### TASK DESCRIPTION
Convert the data into a JSON list of strings, starting at the line that contains "Tag any visible brown" and ending at the line that contains "89 265 111 289". Use one string per line and omit any blank lines.

=== DATASET ENTRIES ===

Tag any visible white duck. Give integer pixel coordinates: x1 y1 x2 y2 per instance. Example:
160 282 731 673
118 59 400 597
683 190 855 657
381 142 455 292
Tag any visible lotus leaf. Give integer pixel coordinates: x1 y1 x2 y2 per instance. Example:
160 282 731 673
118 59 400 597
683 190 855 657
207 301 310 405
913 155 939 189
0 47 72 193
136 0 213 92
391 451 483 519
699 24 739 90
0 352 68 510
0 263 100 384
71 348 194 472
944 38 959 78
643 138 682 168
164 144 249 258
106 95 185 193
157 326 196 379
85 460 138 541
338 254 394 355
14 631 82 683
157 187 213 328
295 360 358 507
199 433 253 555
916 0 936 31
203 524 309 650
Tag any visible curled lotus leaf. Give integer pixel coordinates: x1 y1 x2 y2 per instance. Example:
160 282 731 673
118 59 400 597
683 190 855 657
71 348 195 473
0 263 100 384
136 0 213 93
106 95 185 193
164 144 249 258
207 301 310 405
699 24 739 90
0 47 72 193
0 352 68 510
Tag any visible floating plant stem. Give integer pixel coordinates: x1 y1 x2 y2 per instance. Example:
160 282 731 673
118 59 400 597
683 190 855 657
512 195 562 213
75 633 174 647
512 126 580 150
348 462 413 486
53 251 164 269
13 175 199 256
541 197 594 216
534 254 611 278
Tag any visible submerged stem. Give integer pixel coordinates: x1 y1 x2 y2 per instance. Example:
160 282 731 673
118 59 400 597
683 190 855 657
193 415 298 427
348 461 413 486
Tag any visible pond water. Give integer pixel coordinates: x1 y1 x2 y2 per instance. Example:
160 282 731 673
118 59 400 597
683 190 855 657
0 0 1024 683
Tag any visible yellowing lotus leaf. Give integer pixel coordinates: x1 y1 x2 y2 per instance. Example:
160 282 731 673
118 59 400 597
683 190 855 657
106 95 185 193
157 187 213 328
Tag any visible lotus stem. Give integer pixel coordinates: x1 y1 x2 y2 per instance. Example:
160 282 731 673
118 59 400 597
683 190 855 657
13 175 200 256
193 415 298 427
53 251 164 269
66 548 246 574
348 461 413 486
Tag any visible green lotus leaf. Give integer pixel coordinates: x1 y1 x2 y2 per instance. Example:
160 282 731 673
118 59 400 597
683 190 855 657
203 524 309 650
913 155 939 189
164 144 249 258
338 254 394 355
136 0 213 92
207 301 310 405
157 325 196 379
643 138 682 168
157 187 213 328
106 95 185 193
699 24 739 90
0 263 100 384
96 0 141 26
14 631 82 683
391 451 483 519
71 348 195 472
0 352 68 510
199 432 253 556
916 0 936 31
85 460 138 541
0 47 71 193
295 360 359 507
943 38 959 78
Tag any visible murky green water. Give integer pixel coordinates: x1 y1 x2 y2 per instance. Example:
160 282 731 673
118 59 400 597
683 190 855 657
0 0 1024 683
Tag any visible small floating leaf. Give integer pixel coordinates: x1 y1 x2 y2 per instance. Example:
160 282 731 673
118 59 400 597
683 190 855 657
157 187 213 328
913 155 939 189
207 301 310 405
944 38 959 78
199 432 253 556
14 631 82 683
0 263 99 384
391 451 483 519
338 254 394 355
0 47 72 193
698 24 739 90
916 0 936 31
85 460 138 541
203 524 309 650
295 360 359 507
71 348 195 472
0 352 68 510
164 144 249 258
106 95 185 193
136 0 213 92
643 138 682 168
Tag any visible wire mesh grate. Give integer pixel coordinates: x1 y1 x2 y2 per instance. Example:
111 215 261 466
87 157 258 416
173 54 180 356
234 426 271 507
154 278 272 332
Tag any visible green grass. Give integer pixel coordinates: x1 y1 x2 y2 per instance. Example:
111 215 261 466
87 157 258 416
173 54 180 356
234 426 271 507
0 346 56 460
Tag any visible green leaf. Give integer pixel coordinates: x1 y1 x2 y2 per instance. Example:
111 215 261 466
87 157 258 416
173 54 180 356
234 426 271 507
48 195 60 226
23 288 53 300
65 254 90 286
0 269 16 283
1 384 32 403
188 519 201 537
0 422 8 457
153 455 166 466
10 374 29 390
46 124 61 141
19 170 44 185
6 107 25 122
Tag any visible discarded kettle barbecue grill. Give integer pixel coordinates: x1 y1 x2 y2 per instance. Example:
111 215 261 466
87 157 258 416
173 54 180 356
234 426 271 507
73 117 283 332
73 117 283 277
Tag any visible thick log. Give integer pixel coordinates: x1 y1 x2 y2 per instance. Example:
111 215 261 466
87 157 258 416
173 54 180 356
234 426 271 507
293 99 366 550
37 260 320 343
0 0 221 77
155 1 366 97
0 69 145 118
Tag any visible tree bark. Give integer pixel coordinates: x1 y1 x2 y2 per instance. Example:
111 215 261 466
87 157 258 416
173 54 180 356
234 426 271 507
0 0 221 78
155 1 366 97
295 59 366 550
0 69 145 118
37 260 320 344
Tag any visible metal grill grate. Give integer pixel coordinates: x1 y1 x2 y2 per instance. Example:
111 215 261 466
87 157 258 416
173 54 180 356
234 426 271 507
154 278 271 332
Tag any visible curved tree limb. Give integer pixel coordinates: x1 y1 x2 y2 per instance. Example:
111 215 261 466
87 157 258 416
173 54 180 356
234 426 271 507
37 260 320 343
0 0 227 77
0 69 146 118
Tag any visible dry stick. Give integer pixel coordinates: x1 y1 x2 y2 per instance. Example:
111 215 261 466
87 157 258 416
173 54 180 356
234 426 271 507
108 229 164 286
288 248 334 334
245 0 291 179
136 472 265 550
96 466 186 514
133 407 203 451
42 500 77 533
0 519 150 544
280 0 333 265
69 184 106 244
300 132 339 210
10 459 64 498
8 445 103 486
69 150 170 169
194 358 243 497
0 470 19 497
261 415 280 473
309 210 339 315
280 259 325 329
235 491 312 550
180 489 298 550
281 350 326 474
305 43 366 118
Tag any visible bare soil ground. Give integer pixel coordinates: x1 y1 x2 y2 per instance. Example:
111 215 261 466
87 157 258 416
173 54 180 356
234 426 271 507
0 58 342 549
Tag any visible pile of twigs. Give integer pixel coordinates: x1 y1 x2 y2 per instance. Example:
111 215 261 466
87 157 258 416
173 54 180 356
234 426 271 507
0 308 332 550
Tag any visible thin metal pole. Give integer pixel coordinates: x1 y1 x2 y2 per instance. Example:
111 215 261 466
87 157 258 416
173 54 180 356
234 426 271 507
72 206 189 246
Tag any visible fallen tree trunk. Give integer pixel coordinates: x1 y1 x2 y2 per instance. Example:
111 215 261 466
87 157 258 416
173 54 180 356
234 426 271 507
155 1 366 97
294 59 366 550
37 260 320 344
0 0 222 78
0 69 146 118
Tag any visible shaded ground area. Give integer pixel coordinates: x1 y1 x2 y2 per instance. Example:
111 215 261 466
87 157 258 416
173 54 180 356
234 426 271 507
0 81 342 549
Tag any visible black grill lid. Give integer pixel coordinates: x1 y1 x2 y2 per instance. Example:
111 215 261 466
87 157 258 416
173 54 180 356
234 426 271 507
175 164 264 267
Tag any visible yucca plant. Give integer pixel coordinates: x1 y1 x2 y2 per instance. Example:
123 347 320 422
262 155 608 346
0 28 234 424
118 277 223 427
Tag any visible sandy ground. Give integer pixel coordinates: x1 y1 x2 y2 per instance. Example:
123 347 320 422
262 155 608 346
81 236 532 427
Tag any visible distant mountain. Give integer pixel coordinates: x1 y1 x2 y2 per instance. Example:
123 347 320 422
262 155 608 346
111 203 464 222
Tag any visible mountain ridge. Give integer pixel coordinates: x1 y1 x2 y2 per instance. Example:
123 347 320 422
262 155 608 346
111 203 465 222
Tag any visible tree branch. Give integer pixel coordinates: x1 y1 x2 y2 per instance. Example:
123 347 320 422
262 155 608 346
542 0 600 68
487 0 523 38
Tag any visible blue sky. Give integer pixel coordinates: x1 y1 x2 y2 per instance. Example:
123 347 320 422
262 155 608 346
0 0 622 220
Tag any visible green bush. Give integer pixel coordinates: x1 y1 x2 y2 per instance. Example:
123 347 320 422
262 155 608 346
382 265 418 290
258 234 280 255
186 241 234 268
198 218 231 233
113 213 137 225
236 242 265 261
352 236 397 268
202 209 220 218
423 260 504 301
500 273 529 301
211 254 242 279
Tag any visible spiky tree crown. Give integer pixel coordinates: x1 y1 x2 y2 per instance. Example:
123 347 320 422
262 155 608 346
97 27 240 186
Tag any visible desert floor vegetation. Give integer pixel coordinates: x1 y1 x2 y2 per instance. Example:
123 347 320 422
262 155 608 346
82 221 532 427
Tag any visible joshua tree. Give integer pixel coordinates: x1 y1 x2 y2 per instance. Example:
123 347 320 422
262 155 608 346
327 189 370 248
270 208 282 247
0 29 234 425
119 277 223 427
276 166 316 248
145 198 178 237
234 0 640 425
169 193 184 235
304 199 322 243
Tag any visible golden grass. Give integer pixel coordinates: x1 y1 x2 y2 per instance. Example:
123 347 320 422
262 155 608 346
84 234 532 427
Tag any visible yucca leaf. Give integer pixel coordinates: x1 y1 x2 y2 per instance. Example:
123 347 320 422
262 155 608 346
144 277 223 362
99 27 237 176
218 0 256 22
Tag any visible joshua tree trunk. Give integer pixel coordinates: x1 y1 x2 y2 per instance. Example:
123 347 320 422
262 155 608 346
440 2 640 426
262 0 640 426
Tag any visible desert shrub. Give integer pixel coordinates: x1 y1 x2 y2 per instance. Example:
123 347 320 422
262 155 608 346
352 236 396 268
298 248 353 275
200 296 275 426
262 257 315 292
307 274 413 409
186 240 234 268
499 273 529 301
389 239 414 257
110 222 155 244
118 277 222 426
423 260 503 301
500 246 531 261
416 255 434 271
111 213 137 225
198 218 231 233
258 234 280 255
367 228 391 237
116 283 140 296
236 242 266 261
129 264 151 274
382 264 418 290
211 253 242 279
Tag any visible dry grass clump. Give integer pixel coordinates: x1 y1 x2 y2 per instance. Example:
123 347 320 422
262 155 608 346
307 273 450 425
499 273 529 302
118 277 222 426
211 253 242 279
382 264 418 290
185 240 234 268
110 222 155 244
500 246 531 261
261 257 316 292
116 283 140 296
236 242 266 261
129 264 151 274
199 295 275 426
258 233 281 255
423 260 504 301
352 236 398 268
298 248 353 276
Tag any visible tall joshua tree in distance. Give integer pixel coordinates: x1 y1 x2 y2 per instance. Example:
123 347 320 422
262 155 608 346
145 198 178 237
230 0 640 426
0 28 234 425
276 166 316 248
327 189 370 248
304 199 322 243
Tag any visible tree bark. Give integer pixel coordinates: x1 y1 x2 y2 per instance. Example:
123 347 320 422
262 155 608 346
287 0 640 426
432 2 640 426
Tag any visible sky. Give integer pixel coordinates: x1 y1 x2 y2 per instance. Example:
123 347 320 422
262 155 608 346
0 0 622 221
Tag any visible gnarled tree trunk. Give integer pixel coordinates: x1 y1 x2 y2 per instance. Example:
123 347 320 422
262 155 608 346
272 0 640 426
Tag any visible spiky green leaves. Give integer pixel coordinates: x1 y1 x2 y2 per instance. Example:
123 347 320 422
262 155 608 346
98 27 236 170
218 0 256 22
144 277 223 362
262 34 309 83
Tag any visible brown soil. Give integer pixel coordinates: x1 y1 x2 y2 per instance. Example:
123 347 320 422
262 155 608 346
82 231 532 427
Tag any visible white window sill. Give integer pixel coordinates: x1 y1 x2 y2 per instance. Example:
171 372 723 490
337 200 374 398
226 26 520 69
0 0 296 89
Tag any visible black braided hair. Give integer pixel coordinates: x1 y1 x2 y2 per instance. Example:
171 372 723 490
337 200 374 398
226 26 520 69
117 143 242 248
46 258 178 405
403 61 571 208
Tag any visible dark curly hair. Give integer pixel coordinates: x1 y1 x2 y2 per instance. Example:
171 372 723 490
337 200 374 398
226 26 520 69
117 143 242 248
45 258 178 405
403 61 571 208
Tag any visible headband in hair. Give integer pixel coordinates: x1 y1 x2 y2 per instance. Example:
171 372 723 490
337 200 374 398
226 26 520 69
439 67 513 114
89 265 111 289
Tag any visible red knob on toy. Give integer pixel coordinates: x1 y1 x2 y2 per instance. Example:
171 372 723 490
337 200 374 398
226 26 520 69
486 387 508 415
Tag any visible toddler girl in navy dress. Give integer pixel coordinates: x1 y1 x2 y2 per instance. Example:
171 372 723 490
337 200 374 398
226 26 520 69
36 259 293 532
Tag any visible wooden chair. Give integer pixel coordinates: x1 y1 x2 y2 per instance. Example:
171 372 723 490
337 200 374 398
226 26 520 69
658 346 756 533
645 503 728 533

===

### SOLUTION
[
  "Tag any visible brown soil. Give integer pixel coordinates: x1 y1 x2 y2 per instance. Example:",
  "123 347 320 422",
  "262 155 608 346",
  "82 231 532 427",
  "Tag any visible white window sill. Give integer pixel coordinates: x1 y1 x2 y2 per instance. Example:",
  "171 372 723 490",
  "337 200 374 398",
  "226 26 520 69",
  "0 0 296 89",
  "Tag any visible black braided hair. Give integer pixel coordinates: x1 y1 x2 y2 per instance. Example:",
  "171 372 723 490",
  "337 200 374 398",
  "226 26 520 69",
  "117 143 242 248",
  "46 258 178 405",
  "403 61 571 208",
  "Tag any visible dark curly hair. Give integer pixel coordinates: x1 y1 x2 y2 per instance. Example:",
  "171 372 723 490",
  "337 200 374 398",
  "226 26 520 69",
  "117 143 242 248",
  "45 258 178 405",
  "403 61 571 208",
  "Tag any visible headband in hair. Give integer pixel coordinates: x1 y1 x2 y2 per instance. Example:",
  "171 372 723 490",
  "337 200 374 398",
  "226 26 520 69",
  "439 67 513 114",
  "89 265 111 289"
]